### EXTRACT
________________________________________

Please remember to [spin down the servers]—we aren’t responsible for your EC2 bills.

Another pain point is that EC2 instances are limited per account, and I had trouble getting enough to make it useful.

Setting goals

An example flow with BwMG might look like:

bees up -s 4 -g public -k frakkingtoasters
bees attack -n 10000 -c 250 -u http://www.ournewwebbyhotness.com/
bees down

This builds 4 servers to send 10,000 requests, 250 at a time, to the destination.

Our goal is to imitate this flow with a single line:

node bees.js -n 2000 -c 100 -u https://log.roadtrippers.com/

Assembling the hive

You will need authentication for AWS. I chose to use a credentials file at ~/.aws/credentials, but there are a number of options outlined here.

Create a directory for the project. I have lovingly named my project beeswithfrickinlaserbeams. We'll have 3 dependencies in our main script:

aws-sdk - Official API for interacting with AWS services, including Lambda.

adm-zip - Compression tools, because Lambda requires code to be provided in zip format.

bluebird - Promises will help us better organize the code.

Here's how my package.json looks:

{
  "name": "beeswithfrickinlaserbeams",
  "version": "1.0.0",
  "description": "Bees with frickin' laser beams",
  "dependencies": {
    "adm-zip": "^0.4.7",
    "aws-sdk": "^2.1.26",
    "bluebird": "^2.9.25"
  }
}

You can create that file in your project directory and install the dependencies with npm install.

Gathering the swarm

Create a file called bees.js. This will what we interact with through the command line.

At the top of the file, we'll include our depencies. Lambda requires a region to be specified, so I'm using us-east-1.

var AWS = require('aws-sdk');
var lambda = new AWS.Lambda({region: 'us-east-1'});
var Promise = require('bluebird');
var AdmZip = require('adm-zip');

Next, we'll parse out the command line arguments. This isn't very important to the demonstration, so I didn't spend much time making it robust.

________________________________________

### ENTRIES
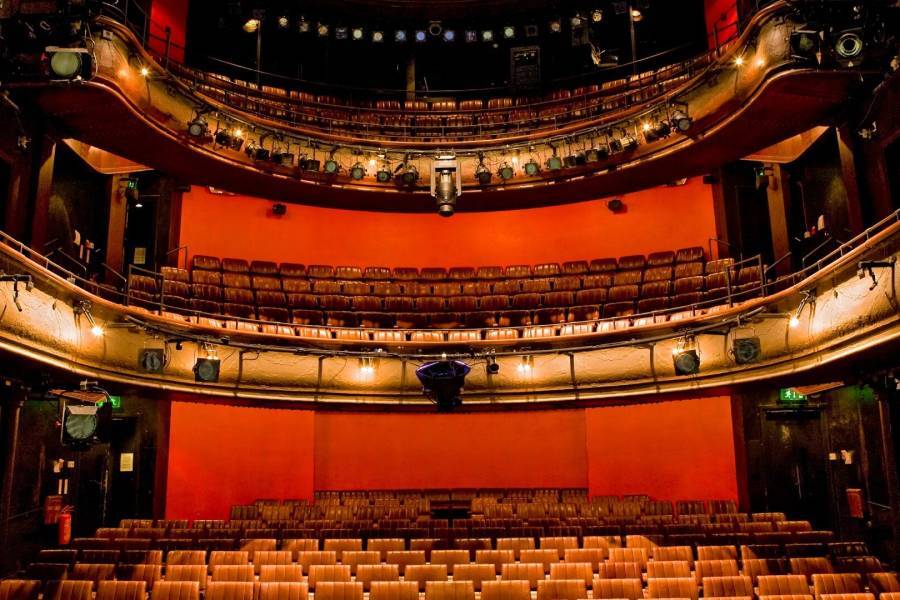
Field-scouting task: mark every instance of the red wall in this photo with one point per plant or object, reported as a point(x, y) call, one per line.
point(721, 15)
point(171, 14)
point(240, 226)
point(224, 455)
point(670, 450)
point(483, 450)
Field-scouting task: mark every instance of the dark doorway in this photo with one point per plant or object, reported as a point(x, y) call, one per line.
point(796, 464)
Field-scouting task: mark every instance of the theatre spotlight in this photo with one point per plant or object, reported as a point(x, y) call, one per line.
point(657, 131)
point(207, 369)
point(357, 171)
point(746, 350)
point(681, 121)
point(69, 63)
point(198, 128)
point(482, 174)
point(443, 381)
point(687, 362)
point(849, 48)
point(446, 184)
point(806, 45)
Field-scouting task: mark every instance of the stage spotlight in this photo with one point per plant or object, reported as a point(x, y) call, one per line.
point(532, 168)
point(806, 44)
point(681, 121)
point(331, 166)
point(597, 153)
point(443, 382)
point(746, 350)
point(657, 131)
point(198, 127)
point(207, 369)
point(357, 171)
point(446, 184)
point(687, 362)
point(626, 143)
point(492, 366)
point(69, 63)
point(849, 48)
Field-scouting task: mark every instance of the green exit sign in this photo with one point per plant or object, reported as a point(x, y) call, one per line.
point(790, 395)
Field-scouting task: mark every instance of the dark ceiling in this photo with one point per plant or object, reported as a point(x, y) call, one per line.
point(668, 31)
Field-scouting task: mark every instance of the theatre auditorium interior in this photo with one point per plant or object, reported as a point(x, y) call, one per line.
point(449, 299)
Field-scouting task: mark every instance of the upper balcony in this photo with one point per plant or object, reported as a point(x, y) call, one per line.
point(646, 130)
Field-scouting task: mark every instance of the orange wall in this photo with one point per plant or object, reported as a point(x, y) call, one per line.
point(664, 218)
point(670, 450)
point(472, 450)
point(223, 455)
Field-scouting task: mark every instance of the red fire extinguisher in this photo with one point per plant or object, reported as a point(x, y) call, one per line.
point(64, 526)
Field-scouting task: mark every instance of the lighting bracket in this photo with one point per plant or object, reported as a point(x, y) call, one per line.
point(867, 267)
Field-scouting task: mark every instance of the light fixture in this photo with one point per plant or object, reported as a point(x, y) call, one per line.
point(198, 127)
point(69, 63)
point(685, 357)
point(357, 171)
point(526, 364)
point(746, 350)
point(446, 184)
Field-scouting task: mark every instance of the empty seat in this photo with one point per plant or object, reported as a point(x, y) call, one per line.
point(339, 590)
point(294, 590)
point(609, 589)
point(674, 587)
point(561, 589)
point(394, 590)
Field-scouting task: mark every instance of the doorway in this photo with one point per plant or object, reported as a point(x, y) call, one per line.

________________________________________

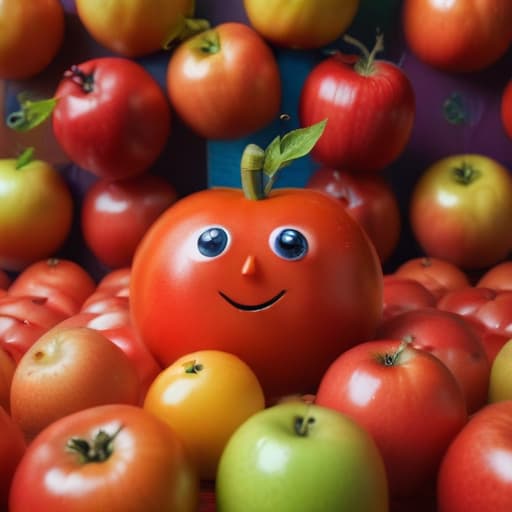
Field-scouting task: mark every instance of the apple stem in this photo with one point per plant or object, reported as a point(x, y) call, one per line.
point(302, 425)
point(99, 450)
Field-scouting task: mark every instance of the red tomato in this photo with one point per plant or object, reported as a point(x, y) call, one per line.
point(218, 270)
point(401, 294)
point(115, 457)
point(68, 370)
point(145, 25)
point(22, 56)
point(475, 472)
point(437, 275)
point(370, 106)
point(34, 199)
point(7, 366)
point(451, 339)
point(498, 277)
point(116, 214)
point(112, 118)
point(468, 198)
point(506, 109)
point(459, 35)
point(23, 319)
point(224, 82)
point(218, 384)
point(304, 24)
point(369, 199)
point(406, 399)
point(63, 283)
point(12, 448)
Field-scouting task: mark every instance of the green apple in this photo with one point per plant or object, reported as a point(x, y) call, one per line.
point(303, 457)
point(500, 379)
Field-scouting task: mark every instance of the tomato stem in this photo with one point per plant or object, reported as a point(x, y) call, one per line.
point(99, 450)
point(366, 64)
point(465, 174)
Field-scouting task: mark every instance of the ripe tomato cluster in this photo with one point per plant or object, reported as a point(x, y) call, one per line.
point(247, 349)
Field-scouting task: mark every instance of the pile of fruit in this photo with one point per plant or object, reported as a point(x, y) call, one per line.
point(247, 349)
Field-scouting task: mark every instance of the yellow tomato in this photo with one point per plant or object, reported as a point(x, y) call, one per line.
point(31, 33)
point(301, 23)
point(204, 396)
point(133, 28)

________________________________________

### WRITTEN TASKS
#1 Copy the passage of the load-testing walkthrough between "You will need" and "organize the code.", inclusive.
#2 Answer these questions using the load-testing walkthrough:
(a) How many servers does the example BwMG flow build?
(b) Which region is specified for Lambda in bees.js?
(c) Why is adm-zip included as a dependency?

### WORKED SOLUTIONS
#1
You will need authentication for AWS. I chose to use a credentials file at ~/.aws/credentials, but there are a number of options outlined here.

Create a directory for the project. I have lovingly named my project beeswithfrickinlaserbeams. We'll have 3 dependencies in our main script:

aws-sdk - Official API for interacting with AWS services, including Lambda.

adm-zip - Compression tools, because Lambda requires code to be provided in zip format.

bluebird - Promises will help us better organize the code.

#2
(a) 4 servers.
(b) us-east-1.
(c) Lambda requires code to be provided in zip format.